Pull out every line in the entries below that contains the word "post", and copy each one in the order it appears.

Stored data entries
'''

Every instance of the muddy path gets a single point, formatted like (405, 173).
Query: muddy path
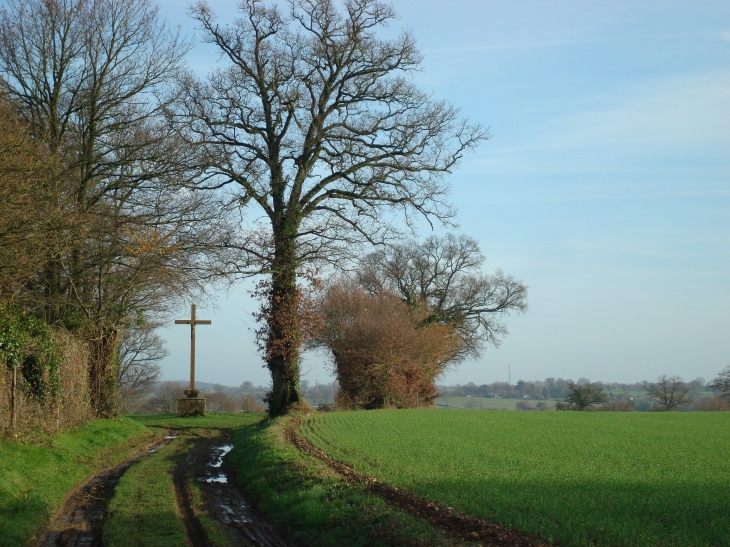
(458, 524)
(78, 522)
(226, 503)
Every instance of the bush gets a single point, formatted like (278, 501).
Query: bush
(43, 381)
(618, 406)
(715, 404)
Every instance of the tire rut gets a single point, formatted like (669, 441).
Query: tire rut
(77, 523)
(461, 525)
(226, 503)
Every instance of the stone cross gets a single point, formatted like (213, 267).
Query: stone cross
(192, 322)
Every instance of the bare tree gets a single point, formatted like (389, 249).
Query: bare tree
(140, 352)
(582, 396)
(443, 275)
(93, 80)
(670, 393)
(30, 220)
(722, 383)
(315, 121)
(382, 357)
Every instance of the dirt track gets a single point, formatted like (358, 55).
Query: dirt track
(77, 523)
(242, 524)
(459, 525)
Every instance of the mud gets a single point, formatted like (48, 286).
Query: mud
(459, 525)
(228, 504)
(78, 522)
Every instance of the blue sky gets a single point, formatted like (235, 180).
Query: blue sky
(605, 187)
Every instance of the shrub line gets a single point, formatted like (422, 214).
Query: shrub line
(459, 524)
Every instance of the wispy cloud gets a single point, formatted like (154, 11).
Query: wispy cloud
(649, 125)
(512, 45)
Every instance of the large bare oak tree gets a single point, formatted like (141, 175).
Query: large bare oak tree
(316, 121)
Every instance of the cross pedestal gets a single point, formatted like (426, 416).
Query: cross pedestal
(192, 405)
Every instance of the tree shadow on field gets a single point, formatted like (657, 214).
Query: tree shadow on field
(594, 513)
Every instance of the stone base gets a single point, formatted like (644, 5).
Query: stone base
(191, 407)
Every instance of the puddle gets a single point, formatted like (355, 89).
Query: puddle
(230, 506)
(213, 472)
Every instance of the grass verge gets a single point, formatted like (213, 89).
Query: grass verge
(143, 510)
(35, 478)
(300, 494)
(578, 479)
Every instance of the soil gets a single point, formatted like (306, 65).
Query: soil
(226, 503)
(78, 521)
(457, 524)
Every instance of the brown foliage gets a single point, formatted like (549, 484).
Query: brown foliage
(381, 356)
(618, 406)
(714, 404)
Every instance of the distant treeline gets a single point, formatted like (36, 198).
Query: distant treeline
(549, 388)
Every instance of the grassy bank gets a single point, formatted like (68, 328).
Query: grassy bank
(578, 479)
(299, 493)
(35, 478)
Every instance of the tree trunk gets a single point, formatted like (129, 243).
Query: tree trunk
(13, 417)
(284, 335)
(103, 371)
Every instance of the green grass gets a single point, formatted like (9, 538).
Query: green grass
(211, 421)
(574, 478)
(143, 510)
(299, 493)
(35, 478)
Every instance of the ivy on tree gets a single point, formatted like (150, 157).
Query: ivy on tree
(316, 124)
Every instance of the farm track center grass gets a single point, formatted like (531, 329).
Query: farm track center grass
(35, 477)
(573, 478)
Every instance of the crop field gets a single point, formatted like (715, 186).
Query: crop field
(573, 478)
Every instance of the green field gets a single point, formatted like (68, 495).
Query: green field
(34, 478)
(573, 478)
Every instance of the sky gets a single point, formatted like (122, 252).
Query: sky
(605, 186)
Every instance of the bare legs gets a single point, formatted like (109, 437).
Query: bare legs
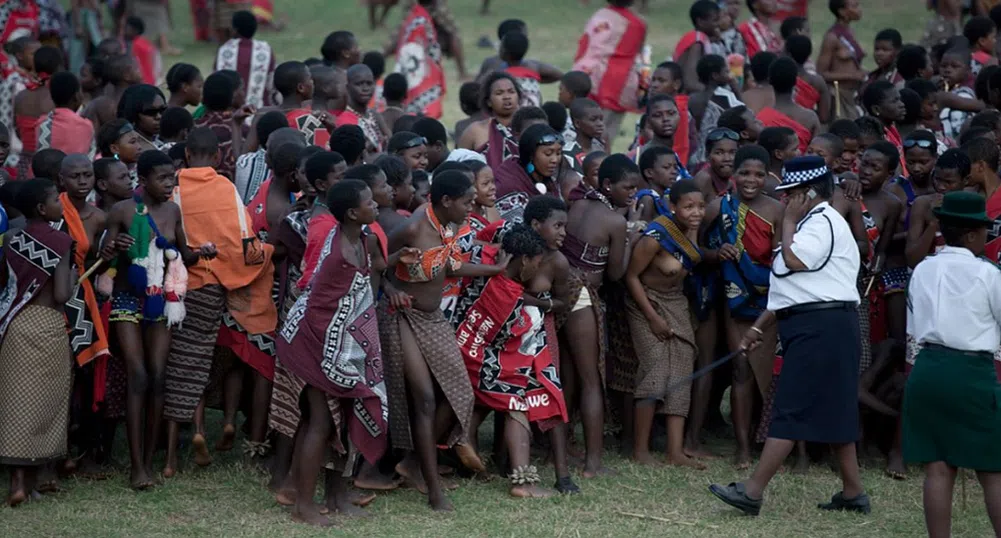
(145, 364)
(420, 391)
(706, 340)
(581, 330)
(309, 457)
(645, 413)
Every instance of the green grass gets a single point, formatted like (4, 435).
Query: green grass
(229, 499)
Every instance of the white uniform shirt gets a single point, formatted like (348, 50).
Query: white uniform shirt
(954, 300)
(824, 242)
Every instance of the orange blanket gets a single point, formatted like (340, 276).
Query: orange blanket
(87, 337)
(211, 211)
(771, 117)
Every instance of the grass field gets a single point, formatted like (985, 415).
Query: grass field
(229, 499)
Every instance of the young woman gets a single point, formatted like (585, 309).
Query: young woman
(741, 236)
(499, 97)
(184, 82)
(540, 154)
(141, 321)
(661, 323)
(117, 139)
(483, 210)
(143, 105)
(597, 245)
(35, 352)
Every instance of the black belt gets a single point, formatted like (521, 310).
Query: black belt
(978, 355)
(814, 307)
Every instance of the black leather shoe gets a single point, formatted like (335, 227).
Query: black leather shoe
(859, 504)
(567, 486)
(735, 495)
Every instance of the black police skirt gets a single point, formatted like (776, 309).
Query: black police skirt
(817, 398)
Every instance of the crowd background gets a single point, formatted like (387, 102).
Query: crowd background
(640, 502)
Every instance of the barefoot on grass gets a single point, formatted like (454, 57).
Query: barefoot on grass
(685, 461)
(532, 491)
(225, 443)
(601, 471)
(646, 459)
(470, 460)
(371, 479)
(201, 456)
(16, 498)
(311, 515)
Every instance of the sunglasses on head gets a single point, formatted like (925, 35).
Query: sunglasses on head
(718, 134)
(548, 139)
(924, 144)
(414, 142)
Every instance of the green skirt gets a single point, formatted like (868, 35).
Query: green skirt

'''
'''

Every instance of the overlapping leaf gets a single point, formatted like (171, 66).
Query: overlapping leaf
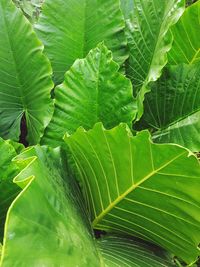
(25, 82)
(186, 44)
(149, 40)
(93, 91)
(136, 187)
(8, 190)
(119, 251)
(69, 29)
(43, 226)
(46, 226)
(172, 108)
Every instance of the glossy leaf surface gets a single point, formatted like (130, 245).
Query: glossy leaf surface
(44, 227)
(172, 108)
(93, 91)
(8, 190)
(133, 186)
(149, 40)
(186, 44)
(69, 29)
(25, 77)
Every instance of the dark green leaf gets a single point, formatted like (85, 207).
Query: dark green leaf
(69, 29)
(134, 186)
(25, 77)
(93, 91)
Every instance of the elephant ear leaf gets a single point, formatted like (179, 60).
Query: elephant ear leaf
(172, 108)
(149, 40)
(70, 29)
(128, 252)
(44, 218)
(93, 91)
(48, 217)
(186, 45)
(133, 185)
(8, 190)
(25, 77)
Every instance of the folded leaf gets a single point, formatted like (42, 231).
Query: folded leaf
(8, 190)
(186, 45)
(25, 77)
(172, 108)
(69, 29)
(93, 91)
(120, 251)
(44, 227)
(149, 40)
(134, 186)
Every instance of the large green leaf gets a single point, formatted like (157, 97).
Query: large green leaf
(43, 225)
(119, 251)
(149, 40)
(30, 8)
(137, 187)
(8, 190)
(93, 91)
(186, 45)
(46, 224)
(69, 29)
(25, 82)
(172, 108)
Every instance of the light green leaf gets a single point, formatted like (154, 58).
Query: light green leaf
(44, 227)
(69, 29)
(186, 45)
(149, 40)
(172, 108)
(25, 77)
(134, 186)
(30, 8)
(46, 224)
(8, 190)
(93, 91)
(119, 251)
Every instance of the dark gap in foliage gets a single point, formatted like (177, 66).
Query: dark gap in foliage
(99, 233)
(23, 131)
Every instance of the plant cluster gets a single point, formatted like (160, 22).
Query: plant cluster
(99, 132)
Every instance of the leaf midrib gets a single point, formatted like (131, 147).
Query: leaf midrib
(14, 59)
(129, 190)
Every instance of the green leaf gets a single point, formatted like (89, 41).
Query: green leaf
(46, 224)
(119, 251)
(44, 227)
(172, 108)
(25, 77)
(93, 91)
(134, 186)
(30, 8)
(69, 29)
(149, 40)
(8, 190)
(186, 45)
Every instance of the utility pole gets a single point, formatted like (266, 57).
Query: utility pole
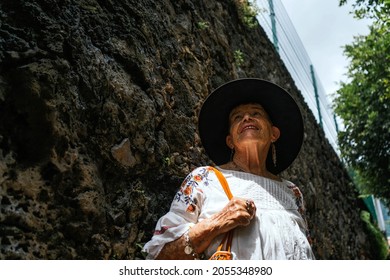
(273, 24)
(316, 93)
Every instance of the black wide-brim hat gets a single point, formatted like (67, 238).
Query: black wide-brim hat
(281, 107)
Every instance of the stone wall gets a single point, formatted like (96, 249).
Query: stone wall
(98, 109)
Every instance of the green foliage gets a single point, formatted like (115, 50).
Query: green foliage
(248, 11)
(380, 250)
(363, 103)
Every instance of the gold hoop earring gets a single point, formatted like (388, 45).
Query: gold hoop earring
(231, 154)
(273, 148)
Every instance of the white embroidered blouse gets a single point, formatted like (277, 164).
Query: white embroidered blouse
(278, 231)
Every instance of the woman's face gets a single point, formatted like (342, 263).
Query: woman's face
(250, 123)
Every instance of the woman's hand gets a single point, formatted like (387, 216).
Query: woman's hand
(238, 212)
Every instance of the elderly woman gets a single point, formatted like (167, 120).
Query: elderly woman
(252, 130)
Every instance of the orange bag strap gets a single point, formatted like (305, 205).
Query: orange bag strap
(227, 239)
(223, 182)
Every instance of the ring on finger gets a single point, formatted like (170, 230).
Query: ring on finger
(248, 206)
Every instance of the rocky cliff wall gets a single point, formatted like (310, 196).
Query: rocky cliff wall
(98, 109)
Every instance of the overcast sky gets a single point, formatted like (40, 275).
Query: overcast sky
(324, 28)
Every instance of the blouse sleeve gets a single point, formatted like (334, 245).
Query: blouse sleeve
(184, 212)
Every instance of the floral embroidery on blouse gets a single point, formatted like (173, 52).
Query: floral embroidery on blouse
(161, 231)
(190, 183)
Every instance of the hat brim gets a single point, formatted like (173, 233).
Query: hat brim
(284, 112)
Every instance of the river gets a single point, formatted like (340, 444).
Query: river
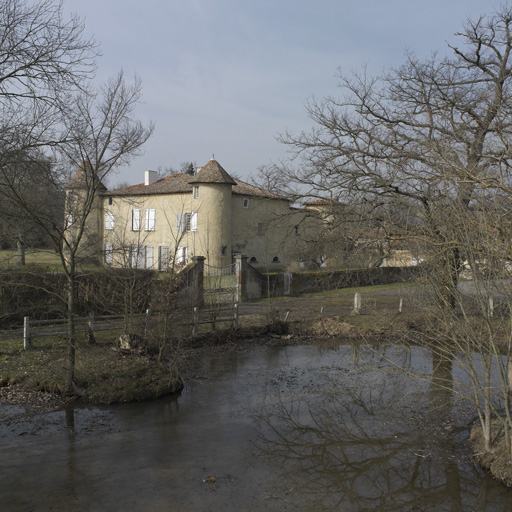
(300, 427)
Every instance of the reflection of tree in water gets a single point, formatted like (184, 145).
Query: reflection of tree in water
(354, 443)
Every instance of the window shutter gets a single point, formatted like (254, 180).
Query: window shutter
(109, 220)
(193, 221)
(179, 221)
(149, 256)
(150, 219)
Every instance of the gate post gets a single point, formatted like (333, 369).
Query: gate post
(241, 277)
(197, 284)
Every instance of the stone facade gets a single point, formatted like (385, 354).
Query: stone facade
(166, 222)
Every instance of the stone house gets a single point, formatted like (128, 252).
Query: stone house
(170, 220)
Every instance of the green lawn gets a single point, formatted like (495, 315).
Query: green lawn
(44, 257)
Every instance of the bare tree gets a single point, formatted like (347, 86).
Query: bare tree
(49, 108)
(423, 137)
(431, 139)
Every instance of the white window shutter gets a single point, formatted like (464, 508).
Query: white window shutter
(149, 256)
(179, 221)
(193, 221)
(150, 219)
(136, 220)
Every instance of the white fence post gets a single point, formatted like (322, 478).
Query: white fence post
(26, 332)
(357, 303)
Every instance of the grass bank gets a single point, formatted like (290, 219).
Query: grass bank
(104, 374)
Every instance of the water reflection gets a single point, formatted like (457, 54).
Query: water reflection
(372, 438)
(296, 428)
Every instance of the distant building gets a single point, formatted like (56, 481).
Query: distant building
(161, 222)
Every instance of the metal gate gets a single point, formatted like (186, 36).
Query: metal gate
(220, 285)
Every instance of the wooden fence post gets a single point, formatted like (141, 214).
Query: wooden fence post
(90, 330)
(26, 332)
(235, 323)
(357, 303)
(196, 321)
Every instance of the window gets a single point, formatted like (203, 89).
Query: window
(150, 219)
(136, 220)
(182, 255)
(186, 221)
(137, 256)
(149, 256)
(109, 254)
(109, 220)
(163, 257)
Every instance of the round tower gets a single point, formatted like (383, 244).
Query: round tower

'''
'''

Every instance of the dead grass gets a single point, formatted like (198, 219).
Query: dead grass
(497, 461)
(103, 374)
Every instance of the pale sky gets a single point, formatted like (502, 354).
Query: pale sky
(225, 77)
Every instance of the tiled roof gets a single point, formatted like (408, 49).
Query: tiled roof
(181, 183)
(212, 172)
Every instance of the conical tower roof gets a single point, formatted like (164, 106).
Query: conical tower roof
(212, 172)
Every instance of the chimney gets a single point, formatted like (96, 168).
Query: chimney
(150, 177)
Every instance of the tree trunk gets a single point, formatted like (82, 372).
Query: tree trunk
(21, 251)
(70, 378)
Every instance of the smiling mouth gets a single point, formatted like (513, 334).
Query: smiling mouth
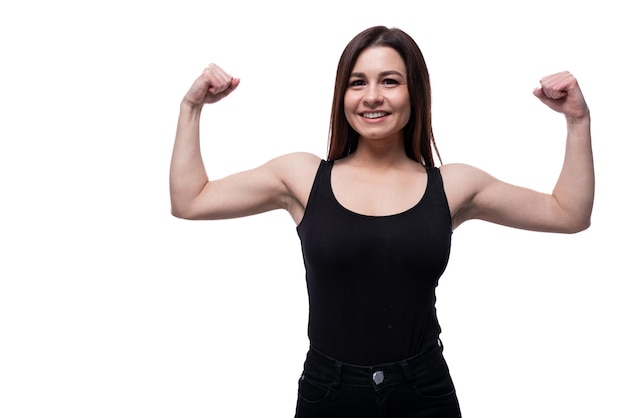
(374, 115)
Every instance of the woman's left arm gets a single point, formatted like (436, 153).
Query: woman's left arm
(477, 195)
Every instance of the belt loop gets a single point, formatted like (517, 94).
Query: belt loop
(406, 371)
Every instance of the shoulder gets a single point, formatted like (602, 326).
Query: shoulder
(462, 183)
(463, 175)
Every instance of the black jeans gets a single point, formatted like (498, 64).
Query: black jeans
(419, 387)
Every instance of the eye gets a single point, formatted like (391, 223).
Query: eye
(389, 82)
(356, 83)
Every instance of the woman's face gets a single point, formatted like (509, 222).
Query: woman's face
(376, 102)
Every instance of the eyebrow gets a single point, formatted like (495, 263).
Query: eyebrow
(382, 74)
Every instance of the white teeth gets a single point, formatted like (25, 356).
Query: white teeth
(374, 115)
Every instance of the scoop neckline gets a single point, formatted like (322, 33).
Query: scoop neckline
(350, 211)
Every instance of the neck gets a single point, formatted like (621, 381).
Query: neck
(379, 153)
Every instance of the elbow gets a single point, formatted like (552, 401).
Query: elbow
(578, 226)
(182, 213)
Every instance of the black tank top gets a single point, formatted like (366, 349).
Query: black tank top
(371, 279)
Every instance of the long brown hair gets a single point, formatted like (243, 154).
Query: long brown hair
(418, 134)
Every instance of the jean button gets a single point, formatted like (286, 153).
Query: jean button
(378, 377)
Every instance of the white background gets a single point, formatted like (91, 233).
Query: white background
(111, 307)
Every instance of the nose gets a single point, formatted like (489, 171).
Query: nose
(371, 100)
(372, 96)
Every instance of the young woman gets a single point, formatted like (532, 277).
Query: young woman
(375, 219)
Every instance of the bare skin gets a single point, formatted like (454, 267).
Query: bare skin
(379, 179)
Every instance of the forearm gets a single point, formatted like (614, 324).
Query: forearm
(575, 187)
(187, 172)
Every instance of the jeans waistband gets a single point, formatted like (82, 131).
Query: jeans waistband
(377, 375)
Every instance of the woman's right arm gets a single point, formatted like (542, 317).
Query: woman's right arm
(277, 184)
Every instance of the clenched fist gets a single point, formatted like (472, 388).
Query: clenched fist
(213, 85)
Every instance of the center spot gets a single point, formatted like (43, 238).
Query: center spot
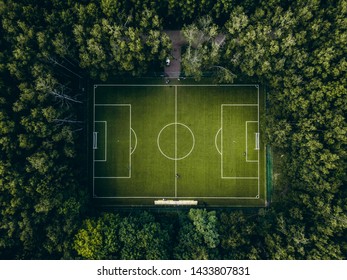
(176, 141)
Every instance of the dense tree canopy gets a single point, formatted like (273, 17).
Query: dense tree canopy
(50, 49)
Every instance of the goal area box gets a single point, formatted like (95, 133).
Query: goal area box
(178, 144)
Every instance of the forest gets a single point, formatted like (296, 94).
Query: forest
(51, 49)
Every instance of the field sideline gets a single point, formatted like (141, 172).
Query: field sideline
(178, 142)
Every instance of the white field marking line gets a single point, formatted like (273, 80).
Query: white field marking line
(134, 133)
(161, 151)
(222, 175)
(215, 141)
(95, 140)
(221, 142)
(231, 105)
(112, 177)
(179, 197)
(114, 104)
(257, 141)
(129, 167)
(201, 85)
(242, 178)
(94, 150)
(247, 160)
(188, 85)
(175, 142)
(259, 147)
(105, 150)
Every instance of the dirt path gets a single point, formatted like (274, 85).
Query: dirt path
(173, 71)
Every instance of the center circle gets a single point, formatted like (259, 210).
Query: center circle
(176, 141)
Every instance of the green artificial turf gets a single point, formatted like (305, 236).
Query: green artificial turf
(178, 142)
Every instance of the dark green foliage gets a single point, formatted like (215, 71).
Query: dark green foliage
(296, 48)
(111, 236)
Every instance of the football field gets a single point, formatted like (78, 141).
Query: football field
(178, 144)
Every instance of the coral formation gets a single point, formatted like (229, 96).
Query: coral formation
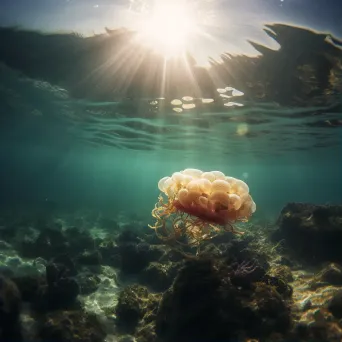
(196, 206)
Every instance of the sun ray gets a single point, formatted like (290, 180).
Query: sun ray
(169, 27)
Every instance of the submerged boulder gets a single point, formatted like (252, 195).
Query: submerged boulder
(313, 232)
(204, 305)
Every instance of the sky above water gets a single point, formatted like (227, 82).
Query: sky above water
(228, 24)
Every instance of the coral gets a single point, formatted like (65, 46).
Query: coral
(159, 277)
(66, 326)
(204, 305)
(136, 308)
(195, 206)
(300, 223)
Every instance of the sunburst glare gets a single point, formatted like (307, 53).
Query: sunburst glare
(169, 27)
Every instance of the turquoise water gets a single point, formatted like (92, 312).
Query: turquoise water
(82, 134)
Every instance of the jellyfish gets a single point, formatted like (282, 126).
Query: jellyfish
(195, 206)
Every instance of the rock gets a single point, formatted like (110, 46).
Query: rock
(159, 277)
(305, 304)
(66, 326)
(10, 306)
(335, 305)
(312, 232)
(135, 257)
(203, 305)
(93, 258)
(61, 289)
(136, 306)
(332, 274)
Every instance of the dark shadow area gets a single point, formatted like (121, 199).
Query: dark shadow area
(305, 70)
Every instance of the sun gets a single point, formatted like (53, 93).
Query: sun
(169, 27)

'''

### RESULT OF THE TASK
Every instance of the gate post gets a single point, formatted like (333, 369).
Query: gate post
Every instance of the white fence post gets a single point, formatted like (322, 478).
Query: white fence post
Every instance of the wooden fence post gets a single point, formatted like (141, 214).
Query: wooden fence post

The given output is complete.